## Quellauszug:
____

Mark Twain »Querkopf Wilson«

von
Armin A. Alexander

Interpretationen

Im Staate Missouri, auf dem rechten Ufer des Mississippi, liegt die Stadt, welche der Schauplatz dieser Geschichte ist. Sie heißt Dawson, und man muß von St. Louis bis dahin noch sechs Stunden mit dem Dampfboot stromabwärts fahren.

Der Ort bestand im Jahre 1830 aus einer Anzahl freundlicher ein- oder zweistöckiger, weißgetünchter Häuser, die über und über mit einem Gewirre von Schlingrosen, Jelängerjelieber und vielfarbigen Winden bedeckt waren. Zu jeder dieser hübschen Heimstätten gehörte auch ein Vorgärtchen mit weiß angestrichenem Staketenzaun. Dort blühten Goldlack, Stockrosen, Federnelken, Balsaminen und anders altmodische Blumen in üppiger Fülle, während auf den Fensterbrettern Holzkästen mit Moosrosen prangten und Geranien in Blumentöpfen ihr feuriges Rot mit der zarteren Farbe der Schlingrosen mischten, die an der Mauer in die Höhe kletterten. Wenn draußen auf dem Blumenbrett neben Kästen und Töpfen noch Raum war, so lag – falls die Sonne schien – sicher eine Katze da. [–]

 

Mit dem Stilmittel des Idylls beginnt Mark Twain seinen 1894 erschienen Roman »Querkopf Wilson«, im Deutschen auch als »Knallkopf Willson« betitelt. Man fühlt sich an die Welt von »Tom Sawyer« und »Huckleberry Finn« erinnert. Gemein ist diesen drei Werken jedoch nur der Handlungsort, die Gegend wo Mark Twain selbst aufgewachsen ist. Dawson ist einer dieser idyllischen Orte, in dem die Zeit stehengeblieben zu sein scheint oder nur im Schneckentempo voranschreitet. Alles geht einen gewohnten Gang und scheint auf ewig in Stein gemeißelt zu sein. Jeder kennt jeden und alle pflegen einen mehr oder weniger respektvollen Umgang miteinander. »[–] Es war eine ruhige, wohlhäbige und zufriedene Stadt, vor fünfzig Jahren erbaut und in zwar langsamem, aber stetigem Wachstum begriffen. [–]« Schweinezucht und Getreideanbau sind einträglich und bestimmen überwiegend den Wohlstand des Ortes und seiner Bürger. Es gibt die anerkannten Honoratioren. »[–] York Leicester Driscoll, zählte etwa vierzig Jahre und war Richter am Bezirksgericht. Stolz auf seine vornehme, altvirginische Abkunft, strebte er stets, es seinen Vorfahren gleich zu thun, nicht nur in betreff der Gastlichkeit, sondern auch durch sein etwas förmliches, würdevolles Wesen. Er war freigebig und gerecht, auch genoß er die größte Hochachtung und Liebe seiner Mitbürger. Sein ganzes Trachten ging dahin, ein Edelmann zu sein ohne Furcht und Tadel. Das war seine einzige Religion, der er unverbrüchlich treu blieb [–]«, wie auch der jüngere Bruder des Richters, »[–]der ein wohlhabender Mann [war], auch ein kluger Kopf in spekulativen Geschäften, und sein Besitzstand wuchs [–]«, es fehlen auch die obligatorischen ledigen alten Tanten und die besten Freunde der Protagonisten.

____

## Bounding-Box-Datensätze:

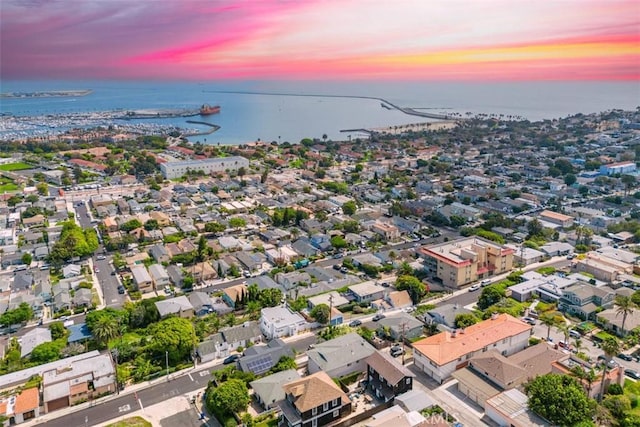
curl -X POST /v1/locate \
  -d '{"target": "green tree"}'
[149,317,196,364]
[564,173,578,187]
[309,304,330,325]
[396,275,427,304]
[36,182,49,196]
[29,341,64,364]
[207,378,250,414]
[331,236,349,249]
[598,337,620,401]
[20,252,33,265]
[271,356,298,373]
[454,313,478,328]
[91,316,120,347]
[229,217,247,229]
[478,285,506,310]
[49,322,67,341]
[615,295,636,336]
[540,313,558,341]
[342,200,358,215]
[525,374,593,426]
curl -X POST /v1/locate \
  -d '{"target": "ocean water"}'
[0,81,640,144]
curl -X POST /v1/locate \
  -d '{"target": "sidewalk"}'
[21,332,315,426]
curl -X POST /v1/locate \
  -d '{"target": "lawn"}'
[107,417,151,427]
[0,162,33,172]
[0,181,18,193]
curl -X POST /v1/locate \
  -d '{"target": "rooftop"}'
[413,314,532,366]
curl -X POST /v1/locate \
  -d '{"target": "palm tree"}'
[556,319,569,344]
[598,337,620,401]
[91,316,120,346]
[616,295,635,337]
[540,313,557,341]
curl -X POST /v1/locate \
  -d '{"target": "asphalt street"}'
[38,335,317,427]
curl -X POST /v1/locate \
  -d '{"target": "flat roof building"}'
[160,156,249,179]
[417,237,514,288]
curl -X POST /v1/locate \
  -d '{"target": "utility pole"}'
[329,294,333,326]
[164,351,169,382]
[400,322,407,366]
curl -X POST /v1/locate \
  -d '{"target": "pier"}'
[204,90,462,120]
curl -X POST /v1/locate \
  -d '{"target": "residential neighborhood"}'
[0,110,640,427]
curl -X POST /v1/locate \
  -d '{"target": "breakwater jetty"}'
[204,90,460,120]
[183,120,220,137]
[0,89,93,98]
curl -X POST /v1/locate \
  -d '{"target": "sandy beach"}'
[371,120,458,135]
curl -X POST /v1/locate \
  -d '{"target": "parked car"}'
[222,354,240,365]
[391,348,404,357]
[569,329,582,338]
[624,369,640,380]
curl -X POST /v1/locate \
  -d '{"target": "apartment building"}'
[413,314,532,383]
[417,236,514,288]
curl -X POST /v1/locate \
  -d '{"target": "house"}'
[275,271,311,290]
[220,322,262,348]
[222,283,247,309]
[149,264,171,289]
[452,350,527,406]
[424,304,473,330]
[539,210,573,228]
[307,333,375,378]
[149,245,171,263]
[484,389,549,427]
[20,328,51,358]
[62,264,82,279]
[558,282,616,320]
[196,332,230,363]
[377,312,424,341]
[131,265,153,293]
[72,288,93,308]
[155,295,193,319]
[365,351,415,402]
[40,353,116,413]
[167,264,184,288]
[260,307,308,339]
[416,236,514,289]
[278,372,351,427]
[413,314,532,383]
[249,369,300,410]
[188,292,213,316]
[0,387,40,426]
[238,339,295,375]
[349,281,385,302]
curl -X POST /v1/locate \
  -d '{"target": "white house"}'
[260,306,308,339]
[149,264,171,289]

____

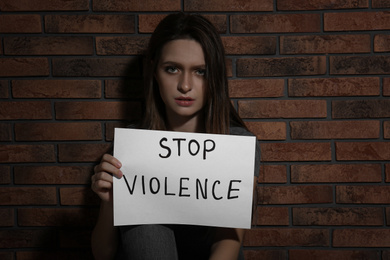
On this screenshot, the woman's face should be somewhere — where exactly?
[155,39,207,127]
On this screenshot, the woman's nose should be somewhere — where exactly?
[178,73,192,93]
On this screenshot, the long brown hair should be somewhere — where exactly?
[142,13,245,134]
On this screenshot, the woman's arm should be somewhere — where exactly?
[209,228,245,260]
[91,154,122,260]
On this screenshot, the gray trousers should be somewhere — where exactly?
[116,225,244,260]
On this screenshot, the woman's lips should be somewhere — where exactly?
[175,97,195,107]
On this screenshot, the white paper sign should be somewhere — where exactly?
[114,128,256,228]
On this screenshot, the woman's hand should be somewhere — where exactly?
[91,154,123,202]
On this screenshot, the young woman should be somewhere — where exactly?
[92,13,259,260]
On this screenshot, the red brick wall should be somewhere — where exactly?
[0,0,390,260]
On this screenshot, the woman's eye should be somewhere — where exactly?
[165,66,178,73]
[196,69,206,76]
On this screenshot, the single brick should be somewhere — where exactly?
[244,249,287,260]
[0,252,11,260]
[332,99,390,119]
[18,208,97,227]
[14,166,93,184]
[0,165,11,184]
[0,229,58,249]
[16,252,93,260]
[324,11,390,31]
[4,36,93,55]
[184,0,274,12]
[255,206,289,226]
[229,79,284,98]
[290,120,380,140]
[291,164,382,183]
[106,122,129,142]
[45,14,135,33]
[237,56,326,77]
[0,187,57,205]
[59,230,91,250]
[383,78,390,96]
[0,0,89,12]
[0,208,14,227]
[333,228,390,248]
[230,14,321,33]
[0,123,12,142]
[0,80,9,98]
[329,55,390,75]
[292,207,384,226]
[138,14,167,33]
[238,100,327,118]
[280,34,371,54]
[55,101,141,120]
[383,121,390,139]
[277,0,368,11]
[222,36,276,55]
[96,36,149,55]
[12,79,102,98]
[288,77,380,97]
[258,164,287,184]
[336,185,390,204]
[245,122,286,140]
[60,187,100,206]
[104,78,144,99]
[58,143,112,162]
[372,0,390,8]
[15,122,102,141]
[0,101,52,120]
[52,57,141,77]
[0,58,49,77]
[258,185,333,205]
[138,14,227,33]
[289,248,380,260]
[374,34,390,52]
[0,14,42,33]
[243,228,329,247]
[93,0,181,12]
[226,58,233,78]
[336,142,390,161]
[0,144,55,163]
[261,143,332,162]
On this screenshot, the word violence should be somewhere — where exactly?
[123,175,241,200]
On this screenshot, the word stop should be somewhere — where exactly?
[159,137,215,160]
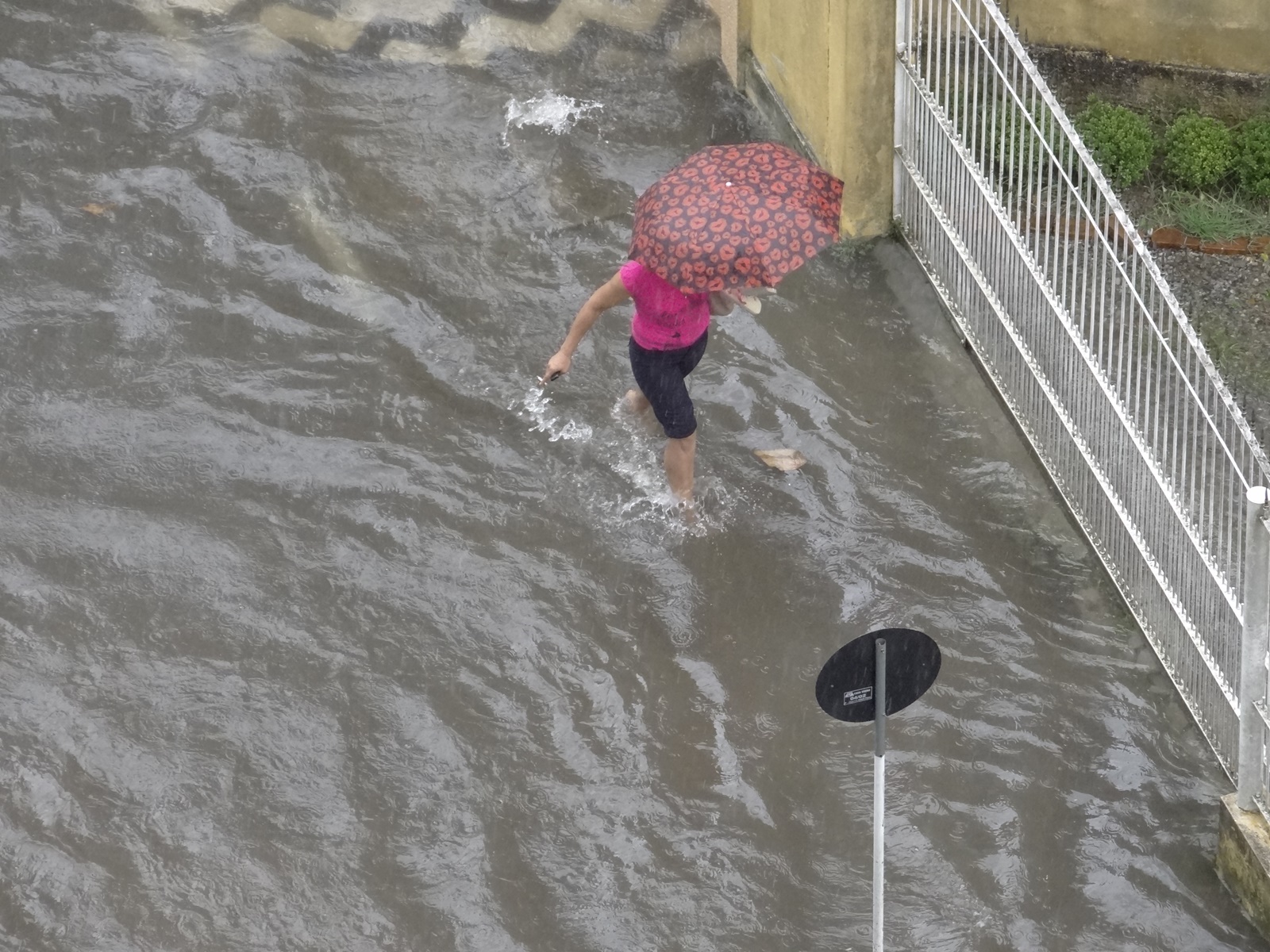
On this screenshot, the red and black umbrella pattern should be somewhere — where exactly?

____

Nenne bitte alle Blumen, die laut Quellauszug in den Vorgärten von Dawson blühten und dort namentlich aufgeführt sind. Die Daten haben eine andere Herkunft als der Quellauszug.

Goldlack, Stockrosen, Federnelken, Balsaminen